What the task requires: Rewrite the data beginning at the line containing "Indicate the drooping" and continuing through the line containing "TARGET: drooping blue blossom", changing every "blue" to "purple" and leaving all else unchanged. Give only those lines.

....

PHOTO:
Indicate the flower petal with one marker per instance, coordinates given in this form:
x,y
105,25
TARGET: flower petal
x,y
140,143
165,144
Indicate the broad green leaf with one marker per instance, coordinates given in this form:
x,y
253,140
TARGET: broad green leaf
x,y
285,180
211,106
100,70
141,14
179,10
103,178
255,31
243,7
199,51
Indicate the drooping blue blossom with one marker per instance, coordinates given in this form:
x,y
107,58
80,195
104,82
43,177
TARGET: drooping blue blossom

....

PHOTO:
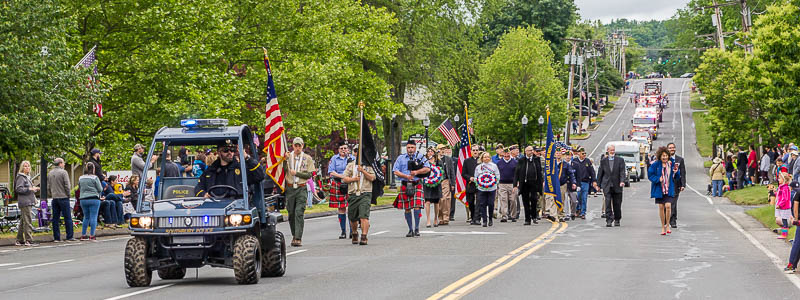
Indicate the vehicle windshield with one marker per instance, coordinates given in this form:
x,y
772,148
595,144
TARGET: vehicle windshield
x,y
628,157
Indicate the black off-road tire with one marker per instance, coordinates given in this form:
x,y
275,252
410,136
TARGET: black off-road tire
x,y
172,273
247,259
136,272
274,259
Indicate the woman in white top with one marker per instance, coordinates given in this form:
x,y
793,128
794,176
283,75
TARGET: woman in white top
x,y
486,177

....

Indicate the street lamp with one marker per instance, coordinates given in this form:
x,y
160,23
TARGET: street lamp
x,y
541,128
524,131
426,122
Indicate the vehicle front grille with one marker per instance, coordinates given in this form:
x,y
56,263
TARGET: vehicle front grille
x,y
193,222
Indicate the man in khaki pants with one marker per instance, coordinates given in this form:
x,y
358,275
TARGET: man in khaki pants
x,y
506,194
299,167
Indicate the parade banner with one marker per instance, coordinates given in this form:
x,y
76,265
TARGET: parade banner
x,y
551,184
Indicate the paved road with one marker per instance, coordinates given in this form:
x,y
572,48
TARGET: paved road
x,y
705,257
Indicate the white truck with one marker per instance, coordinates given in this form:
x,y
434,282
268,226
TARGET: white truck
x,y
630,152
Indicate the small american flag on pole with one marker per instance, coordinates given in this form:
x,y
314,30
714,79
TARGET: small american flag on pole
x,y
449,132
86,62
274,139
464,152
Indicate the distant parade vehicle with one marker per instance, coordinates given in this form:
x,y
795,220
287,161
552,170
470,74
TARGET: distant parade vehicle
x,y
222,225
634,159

....

Output for this task:
Indicate the drooping purple blossom with one marker per instance, coordinates given in this form:
x,y
107,58
80,195
104,82
43,177
TARGET: drooping purple blossom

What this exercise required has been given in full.